>> START Text section

Meanwhile, there is other evidence, not cited by Bishop, that we can inspect. In 2005, an analysis of county voting patterns conducted by two academics, Philip Klinkner and Ann Hapanowicz, looked at presidential elections back to 1840. What they showed is that the proportion of landslide counties has oscillated wildly over the past 168 years, falling below 10 per cent in 1912 and rising above 60 per cent eight years later. Over any longish period, however, the average is always 30-40 per cent. In historical terms, the 21-point rise between 1976 and 2004 is far from unusual. And if that is the case, Bishop most likely has the direction of causality precisely the wrong way round. It is politics that has been polarising people, not people who have been polarising politics.

In fact, Alan Berube and Mark Muro of the Brookings Institution have shown that in one important respect, American communities are becoming more, not less, mixed. A generation ago, most urban neighbourhoods were overwhelmingly either black or white. Now they are far more mixed. In America's ten largest cities, fewer than one in four neighbourhoods were more than 80 per cent white. And, no, this is not all the result of "white flight." (The analysis includes the major suburbs.) It is overwhelmingly the result of local integration.

Can we in Britain sleep more easily, then, knowing that Bishop is wrong about America? I am not so sure. Bishop may be a poor academic but he is a decent journalist. As with Blink and Nudge, there are some telling anecdotes. Also, I suspect that the proliferation of television channels and the growth of the internet are having a culturally polarising effect. Only a generation ago, news was largely a shared experience: most people watched either BBC or ITV news, and both were crafted to public service standards. Today, far fewer people watch mainstream bulletins; and increasing numbers of us are able to find "news" that fits our outlook online.

So Bishop may be onto something. But, in Britain at least, it has nothing to do with where we live and everything to do with the impact of technology. Bishop's analysis is about geography—at the very moment in the evolution of society when geography is rapidly losing its relevance. Like quackademia, polarisation is something you can't fully grasp by looking at a map.

>> END Text section
>> START Data

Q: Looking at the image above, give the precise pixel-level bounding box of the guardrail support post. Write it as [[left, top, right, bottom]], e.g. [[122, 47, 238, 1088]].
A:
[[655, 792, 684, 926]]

>> END Data

● Task statement
Please repeat word for word the part of the polarization essay from "Meanwhile, there is" up to and including "been polarising politics.". The material above comes from a source unrelated to the polarization essay.

● Response for this exercise
Meanwhile, there is other evidence, not cited by Bishop, that we can inspect. In 2005, an analysis of county voting patterns conducted by two academics, Philip Klinkner and Ann Hapanowicz, looked at presidential elections back to 1840. What they showed is that the proportion of landslide counties has oscillated wildly over the past 168 years, falling below 10 per cent in 1912 and rising above 60 per cent eight years later. Over any longish period, however, the average is always 30-40 per cent. In historical terms, the 21-point rise between 1976 and 2004 is far from unusual. And if that is the case, Bishop most likely has the direction of causality precisely the wrong way round. It is politics that has been polarising people, not people who have been polarising politics.